Compito scritto 1: Trascrivi dal testo sulla pastorale vocazionale il brano che inizia con le parole contenenti "Come tentativo di" e termina con "all’ascolto di Dio.", senza alcuna modifica.
Compito scritto 2: Nel testo sulla pastorale vocazionale, quale istituto frequentava la comunità?

Quando un CDV è frutto ed è a servizio di cammini di comunione
Le domande che ci assillavano nel settembre del 1991 erano di questo genere: “Dopo ventitré anni è possibile riaprire un seminario? E su quale modello? Con quali criteri?”. La riapertura del Seminario Minore non pareva opportuna per la scarsezza di mezzi e di forze. Inoltre si era venuto a creare un “buco” di oltre vent’anni che scoraggiava ogni iniziativa; mancava l’humus all’interno del quale un discorso di questo tipo avrebbe potuto attecchire. D’altro conto la nostra diocesi denuncia una mancanza di vocazioni che con l’andare del tempo si è fatta sempre più preoccupante. Certamente questa situazione ci ha spinto a rivalutare e a potenziare la Pastorale Vocazionale, anche se la pressione maggiore veniva dalla constatazione che una Chiesa senza vocazioni è come una madre sterile.
Come tentativo di rispondere a tutto ciò il Vescovo invitò due sacerdoti appena ordinati a prendersi cura di due giovani in ricerca vocazionale. Iniziava una forma di vita comunitaria che poco a poco c’indicò la strada. Constatavamo che all’interno della comunità e nella comunione di vita con gli altri Dio parlava più chiaramente al singolo. È come se la comunità facesse da altoparlante. Si cercava di mettere in luce ogni aspetto della vita comune: dal lavoro all’apostolato, dallo studio al riposo, dall’aggiornamento alla vita di preghiera. Si lavorava in casa e in curia, si frequentava l’Istituto di Scienze Religiose, si pregava insieme durante la giornata con la liturgia delle ore e si celebrava giornalmente l’Eucaristia. I colloqui personali, anche con il vescovo, erano il luogo privilegiato per mettersi nella verità, all’ascolto di Dio.

Estratto del materiale:
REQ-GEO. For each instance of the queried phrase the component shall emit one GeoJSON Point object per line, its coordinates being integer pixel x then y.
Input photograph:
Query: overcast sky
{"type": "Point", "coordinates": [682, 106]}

Risposta corretta 1:
Come tentativo di rispondere a tutto ciò il Vescovo invitò due sacerdoti appena ordinati a prendersi cura di due giovani in ricerca vocazionale. Iniziava una forma di vita comunitaria che poco a poco c’indicò la strada. Constatavamo che all’interno della comunità e nella comunione di vita con gli altri Dio parlava più chiaramente al singolo. È come se la comunità facesse da altoparlante. Si cercava di mettere in luce ogni aspetto della vita comune: dal lavoro all’apostolato, dallo studio al riposo, dall’aggiornamento alla vita di preghiera. Si lavorava in casa e in curia, si frequentava l’Istituto di Scienze Religiose, si pregava insieme durante la giornata con la liturgia delle ore e si celebrava giornalmente l’Eucaristia. I colloqui personali, anche con il vescovo, erano il luogo privilegiato per mettersi nella verità, all’ascolto di Dio.

Risposta corretta 2: L'Istituto di Scienze Religiose.